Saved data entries

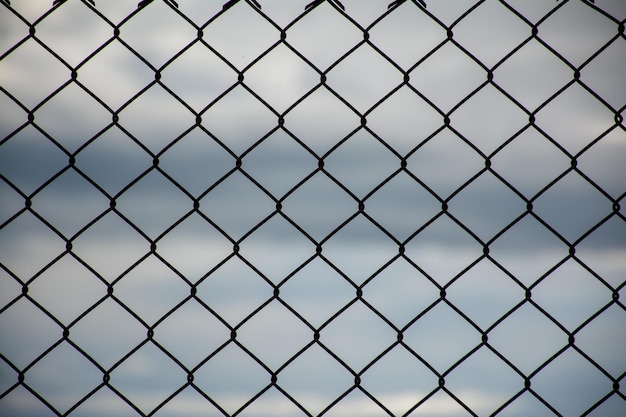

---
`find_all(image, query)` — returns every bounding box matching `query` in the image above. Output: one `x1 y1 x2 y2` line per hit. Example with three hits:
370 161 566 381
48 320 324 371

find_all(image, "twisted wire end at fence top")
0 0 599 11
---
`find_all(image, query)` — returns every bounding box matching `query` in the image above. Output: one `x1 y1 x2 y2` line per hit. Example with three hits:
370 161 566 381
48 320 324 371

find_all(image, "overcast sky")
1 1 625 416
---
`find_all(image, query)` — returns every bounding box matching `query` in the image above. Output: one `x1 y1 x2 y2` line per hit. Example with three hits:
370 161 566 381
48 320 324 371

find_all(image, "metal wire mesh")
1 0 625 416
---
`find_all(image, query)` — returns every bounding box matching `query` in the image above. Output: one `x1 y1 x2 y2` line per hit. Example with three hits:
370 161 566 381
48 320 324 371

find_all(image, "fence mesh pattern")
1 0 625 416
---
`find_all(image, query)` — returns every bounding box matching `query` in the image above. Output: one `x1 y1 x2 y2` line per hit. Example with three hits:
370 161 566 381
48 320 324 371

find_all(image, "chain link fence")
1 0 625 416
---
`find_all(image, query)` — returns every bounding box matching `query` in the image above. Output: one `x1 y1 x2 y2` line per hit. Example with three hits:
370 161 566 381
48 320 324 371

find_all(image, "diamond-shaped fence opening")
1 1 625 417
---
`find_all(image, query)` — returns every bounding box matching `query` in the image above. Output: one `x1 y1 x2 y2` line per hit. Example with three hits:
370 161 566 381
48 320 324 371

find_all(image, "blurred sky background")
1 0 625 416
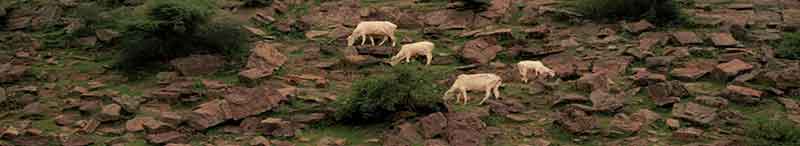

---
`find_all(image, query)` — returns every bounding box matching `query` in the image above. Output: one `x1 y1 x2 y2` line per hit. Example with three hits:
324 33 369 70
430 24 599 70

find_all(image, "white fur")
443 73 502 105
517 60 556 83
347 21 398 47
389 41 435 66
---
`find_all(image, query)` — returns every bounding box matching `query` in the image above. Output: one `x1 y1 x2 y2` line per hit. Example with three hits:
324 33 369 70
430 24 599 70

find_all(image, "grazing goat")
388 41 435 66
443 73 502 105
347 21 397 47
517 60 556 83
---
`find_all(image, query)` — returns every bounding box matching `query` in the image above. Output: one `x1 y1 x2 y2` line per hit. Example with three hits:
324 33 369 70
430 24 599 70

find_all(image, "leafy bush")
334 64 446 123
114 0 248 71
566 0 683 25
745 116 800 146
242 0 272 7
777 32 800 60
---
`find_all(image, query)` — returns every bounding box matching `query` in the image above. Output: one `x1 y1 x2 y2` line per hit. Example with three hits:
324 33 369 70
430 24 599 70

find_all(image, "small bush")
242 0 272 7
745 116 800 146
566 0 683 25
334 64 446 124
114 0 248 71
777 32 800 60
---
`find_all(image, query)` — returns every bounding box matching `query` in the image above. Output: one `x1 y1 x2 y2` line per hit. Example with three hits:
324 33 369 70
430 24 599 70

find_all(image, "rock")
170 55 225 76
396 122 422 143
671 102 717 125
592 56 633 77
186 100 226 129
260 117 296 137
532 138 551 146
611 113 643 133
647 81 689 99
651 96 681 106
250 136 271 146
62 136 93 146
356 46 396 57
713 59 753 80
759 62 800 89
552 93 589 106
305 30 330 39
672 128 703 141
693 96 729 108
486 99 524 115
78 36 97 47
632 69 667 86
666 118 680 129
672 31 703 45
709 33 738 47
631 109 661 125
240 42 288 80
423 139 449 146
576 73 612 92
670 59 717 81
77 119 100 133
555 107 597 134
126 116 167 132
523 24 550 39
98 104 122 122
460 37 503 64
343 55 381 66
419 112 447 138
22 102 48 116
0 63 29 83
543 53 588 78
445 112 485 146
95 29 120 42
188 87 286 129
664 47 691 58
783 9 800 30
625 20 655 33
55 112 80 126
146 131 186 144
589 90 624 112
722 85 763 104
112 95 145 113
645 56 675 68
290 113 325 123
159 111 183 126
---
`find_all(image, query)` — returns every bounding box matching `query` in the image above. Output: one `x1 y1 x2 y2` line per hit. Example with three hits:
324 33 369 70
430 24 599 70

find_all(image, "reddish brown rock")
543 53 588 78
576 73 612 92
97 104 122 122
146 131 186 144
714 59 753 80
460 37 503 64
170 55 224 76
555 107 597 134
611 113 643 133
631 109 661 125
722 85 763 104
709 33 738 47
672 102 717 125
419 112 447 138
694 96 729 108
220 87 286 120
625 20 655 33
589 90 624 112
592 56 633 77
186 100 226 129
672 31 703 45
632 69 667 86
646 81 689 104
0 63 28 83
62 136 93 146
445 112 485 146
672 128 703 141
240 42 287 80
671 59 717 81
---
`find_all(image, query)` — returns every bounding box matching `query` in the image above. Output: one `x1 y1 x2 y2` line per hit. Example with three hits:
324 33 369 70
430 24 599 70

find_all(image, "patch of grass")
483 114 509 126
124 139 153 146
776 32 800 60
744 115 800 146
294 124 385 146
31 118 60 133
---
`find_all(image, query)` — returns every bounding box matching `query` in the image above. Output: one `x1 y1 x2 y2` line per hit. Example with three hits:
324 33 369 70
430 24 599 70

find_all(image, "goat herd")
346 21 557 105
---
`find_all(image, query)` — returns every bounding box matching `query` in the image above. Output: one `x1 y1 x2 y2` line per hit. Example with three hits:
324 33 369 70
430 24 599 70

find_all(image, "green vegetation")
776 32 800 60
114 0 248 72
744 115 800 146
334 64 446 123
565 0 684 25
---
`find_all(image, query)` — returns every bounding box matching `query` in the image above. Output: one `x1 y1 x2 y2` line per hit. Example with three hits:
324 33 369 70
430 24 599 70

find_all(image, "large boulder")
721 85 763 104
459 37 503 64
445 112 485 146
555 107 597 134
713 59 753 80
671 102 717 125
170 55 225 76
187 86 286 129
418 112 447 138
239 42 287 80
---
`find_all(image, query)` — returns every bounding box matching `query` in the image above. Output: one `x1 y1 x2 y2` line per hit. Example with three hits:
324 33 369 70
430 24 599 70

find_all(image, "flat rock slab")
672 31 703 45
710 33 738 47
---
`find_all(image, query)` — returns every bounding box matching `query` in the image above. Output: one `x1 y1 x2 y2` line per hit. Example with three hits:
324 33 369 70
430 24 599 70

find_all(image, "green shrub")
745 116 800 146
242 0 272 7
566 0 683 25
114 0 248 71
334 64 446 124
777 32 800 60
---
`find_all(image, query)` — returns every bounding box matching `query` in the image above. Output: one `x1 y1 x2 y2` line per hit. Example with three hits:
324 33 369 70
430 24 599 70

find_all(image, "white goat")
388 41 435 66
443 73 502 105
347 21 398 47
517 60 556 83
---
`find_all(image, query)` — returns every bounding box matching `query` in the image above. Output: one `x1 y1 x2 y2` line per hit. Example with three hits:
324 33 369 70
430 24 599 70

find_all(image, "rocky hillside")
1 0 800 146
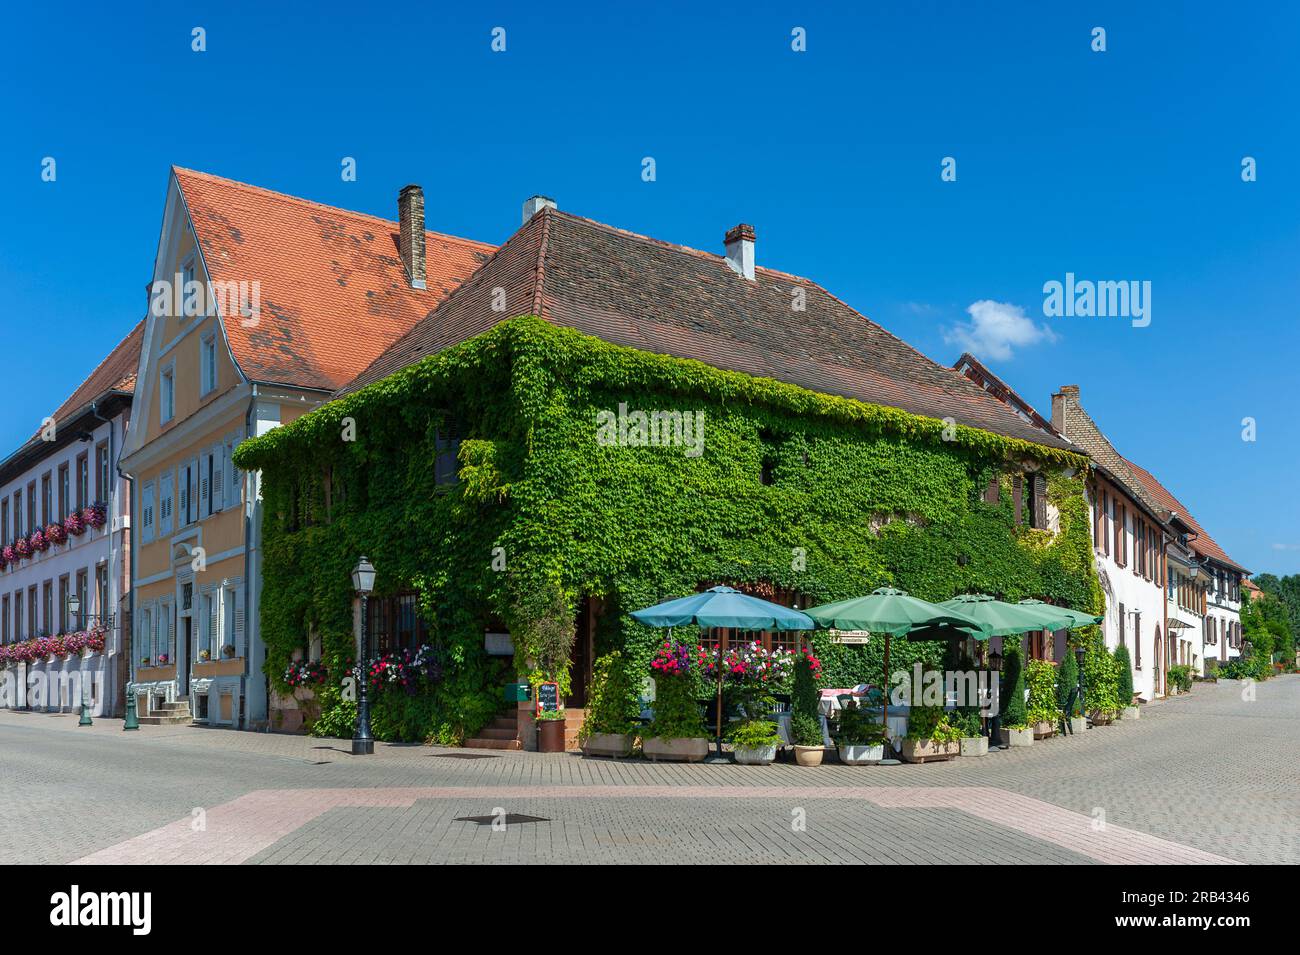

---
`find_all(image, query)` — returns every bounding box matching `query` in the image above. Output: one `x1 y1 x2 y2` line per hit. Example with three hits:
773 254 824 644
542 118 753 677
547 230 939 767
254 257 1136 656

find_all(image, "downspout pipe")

PROBLEM TO WORK ON
No picture is to appear in the copy; every entry above is otherwise to be printed verbatim.

RESULT OF THE TASK
---
`find_all(image, query)` — returns every bounding box matching `query` in the image above. Output: one `x1 y1 x2 y2` line per hit. Example with three hits:
370 161 566 381
48 320 324 371

find_all(image, "twisted wire end at fence top")
0 0 599 11
---
`find_all(image, query)` — returns every bounding box matching `query` in the image above. Output: one `x1 y1 x2 y2` line per hit. Example with three hits:
370 161 566 381
48 320 324 371

find_all(image, "overcast sky")
1 1 625 416
---
`find_all(image, query)` — returns every bounding box matching `query` in the image above. Output: one `x1 y1 x2 y2` line per hit. Example with three hits:
370 161 566 381
48 320 324 371

find_all(image, "metal wire mesh")
1 0 625 416
---
`find_all(image, query)` — returns every bounding box matching `query` in the image above. Output: one `x1 y1 x2 y2` line per hit. Example with three hits:
370 161 566 381
48 320 324 371

find_all(image, "fence mesh pattern")
1 0 625 416
---
`find_all(image, query)` — returns every bounding box matching `query` in the image above. Output: one `x1 y1 x2 y2` line per hit. Example with three hits:
370 161 566 381
48 320 324 371

find_all(image, "chain link fence")
1 0 625 416
---
`find_all(image, query)` — returns every bounding box matching `query` in the image above. Output: one `x1 y1 x2 y2` line per hit. Example with three hits:
370 161 566 381
48 320 324 371

find_all(image, "diamond-shaped fence opening")
1 1 625 417
---
`find_all(image, query)` — returns every bounding box matching `query` in the image above. Output: one `x1 y1 x2 y2` line per hit. Example with three hits:
370 161 566 381
48 320 324 371

find_all(image, "blurred sky background")
1 0 625 416

---
`find_all(image, query)` — returns every bounding box matching `query` in the image above. Output: one `x1 y1 x2 y2` line per hit. Example with three hits:
324 33 369 70
430 24 599 70

find_all(image, "white fur")
443 73 502 105
517 60 556 83
347 21 398 47
389 41 435 66
---
`find_all(image, query)` — returns every bounding box matching `query` in the image above. Output: one `x1 y1 x2 y2` line per hit. Example with three hits:
324 33 369 70
430 24 599 70

find_all(image, "grazing goat")
388 41 435 66
443 73 502 105
347 21 397 47
517 60 556 83
---
`find_all(image, query)` — returns every bounding box matching `query` in the image above. Output: one `x1 y1 x2 y2` line per hit. Example with three hits:
324 33 369 70
430 24 599 70

find_all(image, "leafy bush")
334 64 446 123
114 0 248 71
566 0 683 25
745 116 800 146
242 0 272 7
777 32 800 60
---
`find_all(image, query)` — returns every bounding box matching `query` in the image above. Output: one `x1 y1 x2 y2` line per hit. Example with three hits:
324 33 369 70
430 24 599 70

find_all(image, "small bush")
242 0 272 7
745 116 800 146
566 0 683 25
334 64 446 124
114 0 248 71
777 32 800 60
---
`find_all(image, query)` — returns every bounding box matching `query` in the image above. Output: one `x1 y1 x2 y2` line per hit. Example with three hits:
324 33 369 70
430 24 599 70

find_all(image, "rock")
170 55 225 76
396 122 422 143
671 102 717 125
592 56 633 77
186 100 226 129
260 117 296 137
532 138 551 146
611 113 643 133
647 81 689 99
651 96 681 106
250 136 271 146
62 136 93 146
356 46 396 57
713 59 753 80
759 62 800 89
552 93 589 106
305 30 330 39
672 128 703 141
693 96 729 108
486 99 524 115
78 36 97 47
632 69 667 86
666 118 680 129
672 31 703 45
709 33 738 47
631 109 661 125
240 42 288 80
423 139 449 146
576 73 612 92
670 59 717 81
77 119 100 133
555 107 597 134
126 116 167 132
523 24 550 39
98 104 122 122
460 37 503 64
343 55 381 66
419 112 447 138
22 102 48 116
0 63 29 83
543 53 588 78
445 112 485 146
95 29 120 42
188 87 286 129
664 47 691 58
783 9 800 30
625 20 655 33
55 112 80 126
146 131 186 144
589 90 624 112
722 85 763 104
112 95 145 113
645 56 675 68
290 113 325 123
159 111 183 126
---
`find_all(image, query)` — returns every bounding box matching `query` in the image above. Output: one `x1 y1 x2 y2` line per hit. Example with three hits:
324 33 369 70
430 24 599 70

find_all(image, "reddish brown rock")
543 53 588 78
576 73 612 92
97 104 122 122
146 131 186 144
714 59 753 80
460 37 503 64
170 55 224 76
555 107 597 134
611 113 643 133
631 109 661 125
722 85 763 104
709 33 738 47
672 102 717 125
419 112 447 138
694 96 729 108
220 87 286 120
625 20 655 33
589 90 624 112
592 56 633 77
186 100 226 129
672 31 703 45
632 69 667 86
646 81 689 104
0 63 28 83
62 136 93 146
445 112 485 146
672 128 703 141
240 42 287 80
671 59 717 81
---
`find_all(image, query)` — returns every bounding box matching `query` in the image above. Output: one `x1 y1 x2 y2` line per hit. Example with three hits:
324 33 369 70
430 24 599 70

find_all(image, "patch of grass")
483 114 509 126
124 139 153 146
776 32 800 60
744 115 800 146
294 124 385 146
31 118 60 133
---
`find_all(image, query)` — returns every bounding box matching `query` in the image above. Output: one `x1 y1 x2 y2` line per hit. Example with three hits:
324 33 369 70
430 24 599 70

find_all(image, "goat herd")
346 21 557 105
---
`find_all(image, query)` — returns every bounding box matching `query` in the image above. Output: one `x1 y1 x2 y2` line per hit. Example with three hits:
324 33 369 70
430 24 599 70

find_all(image, "green vegetation")
776 32 800 60
114 0 248 72
744 115 800 146
334 64 446 123
565 0 684 25
---
`find_all(image, query)` — returns every bounding box matching `query` in the image above. Output: one `x1 y1 x2 y2` line per hit. Example with three hits:
324 33 369 70
430 24 599 70

find_all(image, "large boulder")
721 85 763 104
459 37 503 64
445 112 485 146
555 107 597 134
713 59 753 80
671 102 717 125
170 55 225 76
187 86 286 129
418 112 447 138
239 42 287 80
---
`find_all(image, query)` — returns every bounding box matching `query` in the image above. Output: one `x1 y1 x2 y2` line per hit. Example with three hits:
324 33 369 70
430 24 599 70

find_all(image, "flat rock slab")
672 31 703 45
710 33 738 47
---
`find_all(image, query)` — returns every bounding box matching `query` in the image above. Output: one `x1 y1 x2 y2` line per hit. Example with three hits:
324 33 369 70
430 24 599 70

find_all(image, "green shrub")
745 116 800 146
242 0 272 7
566 0 683 25
114 0 248 71
334 64 446 124
777 32 800 60
---
`find_all(image, query)` — returns every bounding box matching `query` in the image above. Output: one `x1 y1 x2 y2` line per hit. Example with three hits:
324 33 369 70
430 24 599 70

find_all(image, "white goat")
388 41 435 66
443 73 502 105
347 21 398 47
517 60 556 83
---
`find_all(image, query)` — returns every bounding box matching `query` in the image above. Output: one `x1 y1 x2 y2` line per hit. Example with three hits:
324 33 369 70
430 24 599 70

find_all(image, "rocky hillside")
1 0 800 146

---
`find_all(image, query)` — returns every bounding box matching `query` in the image above. Output: one `x1 y1 x2 y2` line per hit. Example with three hits:
773 254 824 644
542 118 753 677
547 230 939 767
254 257 1136 656

find_all(image, "downspout pipe")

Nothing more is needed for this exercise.